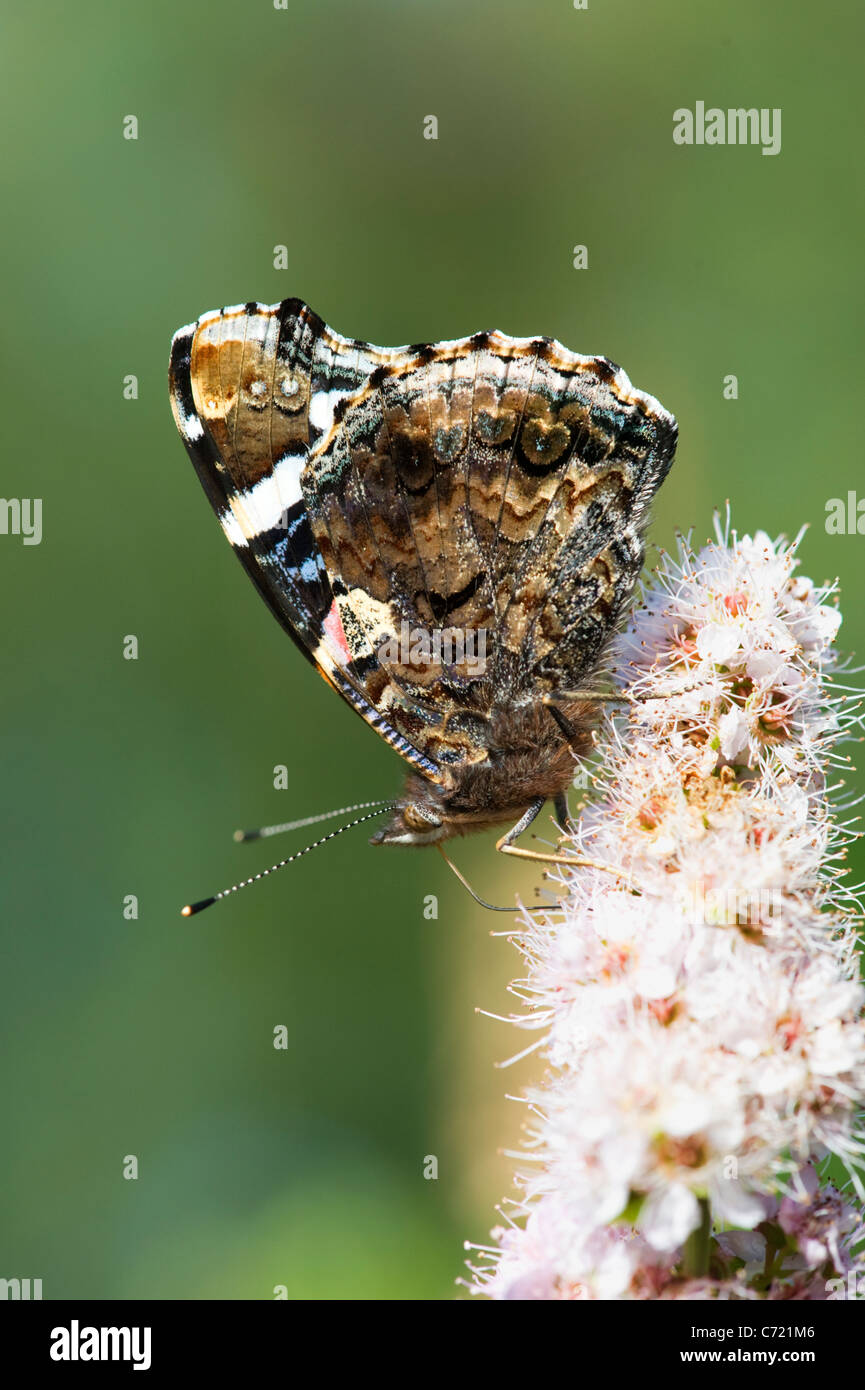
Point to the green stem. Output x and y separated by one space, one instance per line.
696 1254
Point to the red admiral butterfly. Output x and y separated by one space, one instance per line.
451 533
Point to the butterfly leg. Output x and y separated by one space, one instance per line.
506 845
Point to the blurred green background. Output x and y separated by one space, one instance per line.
303 127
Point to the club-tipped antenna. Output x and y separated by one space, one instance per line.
264 831
189 911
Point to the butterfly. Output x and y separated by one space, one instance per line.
451 533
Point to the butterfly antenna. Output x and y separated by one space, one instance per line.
244 836
207 902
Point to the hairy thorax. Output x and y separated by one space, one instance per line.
529 758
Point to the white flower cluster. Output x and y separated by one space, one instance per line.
700 1004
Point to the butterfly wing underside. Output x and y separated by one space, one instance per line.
487 485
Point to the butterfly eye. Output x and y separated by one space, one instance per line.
420 818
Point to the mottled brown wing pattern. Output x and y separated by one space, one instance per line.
501 485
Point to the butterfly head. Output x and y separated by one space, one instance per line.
416 822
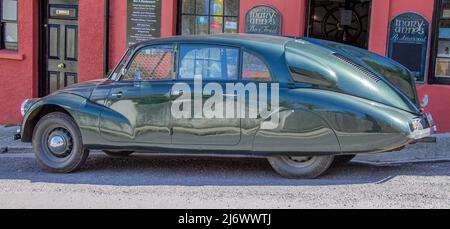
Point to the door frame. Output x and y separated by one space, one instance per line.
42 47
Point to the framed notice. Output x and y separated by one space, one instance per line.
143 20
408 42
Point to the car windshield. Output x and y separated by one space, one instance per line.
116 73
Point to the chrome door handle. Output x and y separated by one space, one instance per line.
117 95
62 66
177 93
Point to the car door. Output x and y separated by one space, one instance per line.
139 103
202 68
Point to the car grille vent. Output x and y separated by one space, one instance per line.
361 68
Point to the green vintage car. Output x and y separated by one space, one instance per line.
316 103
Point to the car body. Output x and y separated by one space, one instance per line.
334 100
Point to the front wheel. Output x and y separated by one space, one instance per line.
301 167
58 145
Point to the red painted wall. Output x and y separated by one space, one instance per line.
91 40
385 10
18 70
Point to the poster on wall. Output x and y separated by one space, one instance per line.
143 20
263 19
408 42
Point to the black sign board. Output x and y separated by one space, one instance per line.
143 20
408 42
263 19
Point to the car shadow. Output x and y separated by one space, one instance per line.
147 170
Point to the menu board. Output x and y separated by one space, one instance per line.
408 42
143 20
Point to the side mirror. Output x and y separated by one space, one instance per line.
137 75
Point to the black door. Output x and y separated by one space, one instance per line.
60 45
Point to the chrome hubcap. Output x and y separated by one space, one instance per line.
300 159
60 143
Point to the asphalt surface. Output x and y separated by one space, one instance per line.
143 181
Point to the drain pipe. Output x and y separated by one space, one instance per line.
106 38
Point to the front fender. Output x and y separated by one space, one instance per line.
84 113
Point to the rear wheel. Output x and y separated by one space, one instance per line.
301 167
118 153
58 145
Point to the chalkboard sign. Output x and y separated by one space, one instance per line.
408 42
263 19
143 20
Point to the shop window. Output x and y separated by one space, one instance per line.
8 24
441 54
152 63
209 16
254 68
208 62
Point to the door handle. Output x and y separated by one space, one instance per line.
62 66
177 93
117 95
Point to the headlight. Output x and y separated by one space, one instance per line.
416 125
25 106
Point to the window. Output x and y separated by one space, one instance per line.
152 63
254 68
208 62
8 24
209 16
442 44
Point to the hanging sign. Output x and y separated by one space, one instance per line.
408 42
263 19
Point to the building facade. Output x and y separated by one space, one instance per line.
46 45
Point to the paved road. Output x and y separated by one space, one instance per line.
143 181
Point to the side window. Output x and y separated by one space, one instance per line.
208 62
151 63
254 68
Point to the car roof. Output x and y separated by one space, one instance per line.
250 41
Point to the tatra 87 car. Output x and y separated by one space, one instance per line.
303 104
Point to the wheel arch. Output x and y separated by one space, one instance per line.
36 115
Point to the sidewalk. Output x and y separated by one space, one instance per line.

__________

■ TASK TO CARRY OUT
Give an exact copy of the material, leaving out every picture.

■ WRITTEN REPLY
Point to the green stem. Output x and y separated by one space, one instance per line.
696 1254
Point to the red admiral butterfly. Output x and y separated by one space, one instance per line.
451 533
Point to the butterfly leg. Output x and y separated by one space, one instance per line.
506 845
Point to the blurred green background. Output x and y separated by one space, one instance per line.
303 127
Point to the club-tipped antenna. Output x and y separated by one space, one instance per line.
264 831
189 911
Point to the butterfly. Output x and y separated by one space, one instance per line.
451 533
Point to the butterfly antenna. Output x and y separated by one space, one instance per line.
244 836
207 902
Point to the hairy thorax. Output x and y separated by one space, one instance per line.
529 758
Point to the white flower cluster. Output x and y separated by one space, one instance per line.
700 1004
Point to the butterfly wing underside. Output x and y separated by one space, one instance per line.
487 485
Point to the butterfly eye. Output x and y separated by one space, one instance per line.
420 818
Point to the mottled brown wing pattern. Output x and y separated by one space, one instance per line.
501 485
Point to the butterfly head. Output x and y separated by one space, one instance per line.
416 822
Point to the door frame. Output x and y separated by one space, one instance per line.
42 47
Point to the framed notice. Output x and y separated by one space, one instance per line.
143 20
408 42
Point to the car windshield. Output x and y separated by one space, one instance per line.
116 73
Point to the chrome door handle. Output x and y separated by one space, one instance per line.
117 95
62 66
177 93
Point to the car door. Output x and y separated by one space, one instance per line.
139 103
202 68
Point to the car grille vent. Output x and y separated by one space, one instance per line.
361 68
Point to the green vintage car. Output x and y separated by one space, one instance per line.
316 103
Point to the car body. Output x and y separated by one space, one instance per line.
334 100
Point to the front wheel. Output x and y separated by one space, one instance per line.
301 167
58 145
Point to the red painted wall. Output x and y separated by one space, one instance per line.
91 40
385 10
18 70
Point to the poster on wall. Output x and y separated by one space, one instance per line.
143 20
263 19
408 42
Point to the black sign board. Output x and y separated by one space, one instance per line.
143 20
408 42
263 19
Point to the car shadow. Output x and y separated by one space, one instance per line.
147 170
Point to the menu board. Output x and y separated by one space, one instance per line.
408 42
143 20
Point to the side mirror. Output x and y separated by one space, one instance per line.
137 75
Point to the black door. Output x and y separated by one space, one instance per line.
60 45
Point to the chrome hubcap. Output x and y separated by one space, one instance per line.
300 159
60 143
Point to the asphalt surface. Output x and y separated by one space, one instance per line.
143 181
Point to the drain pipe. Output x and y separated by one space, one instance per line.
106 38
Point to the front fender. Output x and y separated by one space, one instance per line.
84 113
Point to the rear wheel. Output x and y separated by one space, one instance per line.
301 167
118 153
58 145
Point to the chalkboard sign. Output x and y separated by one space, one instance per line.
408 42
263 19
143 20
Point to the shop window. Output x and y separated by one space, one instance per line.
8 24
441 54
152 63
209 16
254 68
208 62
Point to the door handle. Output x and y separated by one space, one instance per line.
62 66
177 93
117 95
Point to the headlight. Output x and y separated by one space, one instance per line.
416 125
25 106
Point to the window. Output x and y separated by one space, one instance per line.
152 63
254 68
208 62
8 24
209 16
442 44
Point to the hanging sign. Output x and y separated by one space, one instance per line.
408 42
263 19
Point to the building facade. Output x and y separated by one space, one instance per line.
46 45
Point to the paved road. Output x and y separated by one space, one instance per line.
143 181
Point to the side window. Output x and y separated by one space, one instance per line.
208 62
151 63
254 68
Point to the car roof. Output x and y separated by one space, one instance per line.
250 41
Point to the tatra 87 car. Output x and y separated by one space, one instance per line.
303 104
Point to the wheel arch. Output x and y separated by one space, one instance per line.
36 115
Point to the sidewalk. Output x and y separated by one space, one instance per line.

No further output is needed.